• What you should do: How many lines in the items below contain the string "license"? Reply with the number alone.

• Supplied records:
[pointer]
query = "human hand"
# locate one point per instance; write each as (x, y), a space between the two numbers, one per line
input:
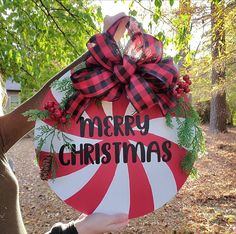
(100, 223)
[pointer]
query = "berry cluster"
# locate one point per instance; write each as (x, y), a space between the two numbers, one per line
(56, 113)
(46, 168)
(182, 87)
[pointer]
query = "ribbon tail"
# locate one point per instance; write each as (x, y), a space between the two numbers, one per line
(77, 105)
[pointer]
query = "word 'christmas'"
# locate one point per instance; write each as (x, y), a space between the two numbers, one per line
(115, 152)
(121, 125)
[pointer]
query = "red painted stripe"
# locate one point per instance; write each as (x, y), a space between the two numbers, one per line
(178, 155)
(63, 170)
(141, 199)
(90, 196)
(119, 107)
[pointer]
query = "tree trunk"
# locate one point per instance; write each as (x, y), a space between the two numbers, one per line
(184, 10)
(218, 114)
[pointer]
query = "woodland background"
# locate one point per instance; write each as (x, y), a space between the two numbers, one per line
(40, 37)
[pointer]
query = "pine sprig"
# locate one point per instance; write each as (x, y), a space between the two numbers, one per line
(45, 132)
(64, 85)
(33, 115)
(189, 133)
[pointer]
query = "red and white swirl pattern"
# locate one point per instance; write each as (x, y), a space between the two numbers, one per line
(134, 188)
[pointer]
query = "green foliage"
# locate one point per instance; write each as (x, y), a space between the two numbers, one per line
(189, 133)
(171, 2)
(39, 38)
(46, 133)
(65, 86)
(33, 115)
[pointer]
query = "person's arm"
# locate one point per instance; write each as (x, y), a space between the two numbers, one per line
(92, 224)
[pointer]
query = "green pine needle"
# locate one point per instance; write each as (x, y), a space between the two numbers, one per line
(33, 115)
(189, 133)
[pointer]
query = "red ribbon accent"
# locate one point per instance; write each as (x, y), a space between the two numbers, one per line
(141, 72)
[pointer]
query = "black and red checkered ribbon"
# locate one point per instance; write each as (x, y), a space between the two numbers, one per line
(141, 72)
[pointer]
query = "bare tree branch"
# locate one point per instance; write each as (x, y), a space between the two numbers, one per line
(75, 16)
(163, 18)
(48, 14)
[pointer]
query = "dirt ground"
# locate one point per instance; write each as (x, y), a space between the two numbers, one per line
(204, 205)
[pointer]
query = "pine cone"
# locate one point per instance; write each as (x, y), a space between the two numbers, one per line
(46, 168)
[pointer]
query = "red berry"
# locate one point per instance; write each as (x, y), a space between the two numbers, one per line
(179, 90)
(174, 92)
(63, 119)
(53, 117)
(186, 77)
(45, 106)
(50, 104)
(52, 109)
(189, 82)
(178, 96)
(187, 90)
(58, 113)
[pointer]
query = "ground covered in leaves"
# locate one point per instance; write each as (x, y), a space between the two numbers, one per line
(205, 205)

* * *

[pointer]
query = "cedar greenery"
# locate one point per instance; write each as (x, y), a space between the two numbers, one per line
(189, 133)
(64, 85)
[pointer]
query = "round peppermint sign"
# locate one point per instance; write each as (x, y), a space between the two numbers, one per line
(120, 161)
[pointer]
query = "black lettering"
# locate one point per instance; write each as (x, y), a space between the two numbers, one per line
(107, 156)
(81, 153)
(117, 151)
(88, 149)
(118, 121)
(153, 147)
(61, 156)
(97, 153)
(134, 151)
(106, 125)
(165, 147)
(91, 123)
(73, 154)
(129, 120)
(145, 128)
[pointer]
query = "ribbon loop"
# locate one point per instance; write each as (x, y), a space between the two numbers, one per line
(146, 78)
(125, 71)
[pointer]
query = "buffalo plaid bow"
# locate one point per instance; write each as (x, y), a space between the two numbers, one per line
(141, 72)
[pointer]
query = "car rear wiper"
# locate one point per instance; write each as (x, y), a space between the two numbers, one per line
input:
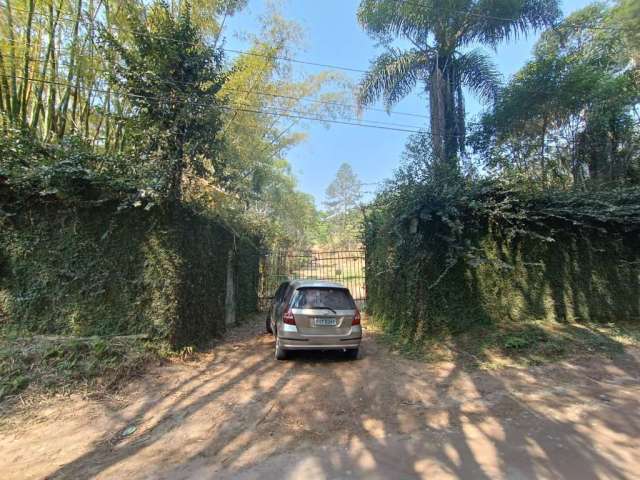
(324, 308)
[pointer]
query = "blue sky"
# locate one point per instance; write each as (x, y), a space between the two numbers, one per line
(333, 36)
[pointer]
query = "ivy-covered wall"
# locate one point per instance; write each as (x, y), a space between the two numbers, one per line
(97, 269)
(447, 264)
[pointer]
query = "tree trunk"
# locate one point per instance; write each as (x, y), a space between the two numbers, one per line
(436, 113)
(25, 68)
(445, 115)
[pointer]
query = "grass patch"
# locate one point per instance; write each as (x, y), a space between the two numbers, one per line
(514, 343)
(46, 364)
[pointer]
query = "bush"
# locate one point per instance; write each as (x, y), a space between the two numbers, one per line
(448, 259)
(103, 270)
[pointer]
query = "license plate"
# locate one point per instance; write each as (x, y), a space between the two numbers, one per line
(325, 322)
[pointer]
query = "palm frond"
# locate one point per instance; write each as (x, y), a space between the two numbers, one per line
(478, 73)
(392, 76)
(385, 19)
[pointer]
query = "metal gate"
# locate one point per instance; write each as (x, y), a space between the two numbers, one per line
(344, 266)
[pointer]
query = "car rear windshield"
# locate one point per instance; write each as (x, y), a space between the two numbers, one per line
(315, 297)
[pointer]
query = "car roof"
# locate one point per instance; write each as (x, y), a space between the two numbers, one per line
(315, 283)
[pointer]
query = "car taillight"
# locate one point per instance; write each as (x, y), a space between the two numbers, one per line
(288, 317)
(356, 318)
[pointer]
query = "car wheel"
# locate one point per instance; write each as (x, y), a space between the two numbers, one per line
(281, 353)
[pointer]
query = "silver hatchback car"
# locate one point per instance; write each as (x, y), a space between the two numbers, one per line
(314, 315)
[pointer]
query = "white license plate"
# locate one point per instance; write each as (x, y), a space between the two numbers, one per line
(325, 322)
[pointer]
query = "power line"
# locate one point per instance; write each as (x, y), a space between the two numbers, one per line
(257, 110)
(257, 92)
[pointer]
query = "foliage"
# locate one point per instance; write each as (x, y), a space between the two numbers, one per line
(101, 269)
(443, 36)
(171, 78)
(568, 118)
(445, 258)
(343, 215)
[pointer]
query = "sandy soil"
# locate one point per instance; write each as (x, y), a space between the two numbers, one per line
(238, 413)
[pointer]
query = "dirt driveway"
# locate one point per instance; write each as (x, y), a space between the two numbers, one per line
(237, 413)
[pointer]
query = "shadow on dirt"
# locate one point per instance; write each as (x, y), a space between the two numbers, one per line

• Answer for the task: 2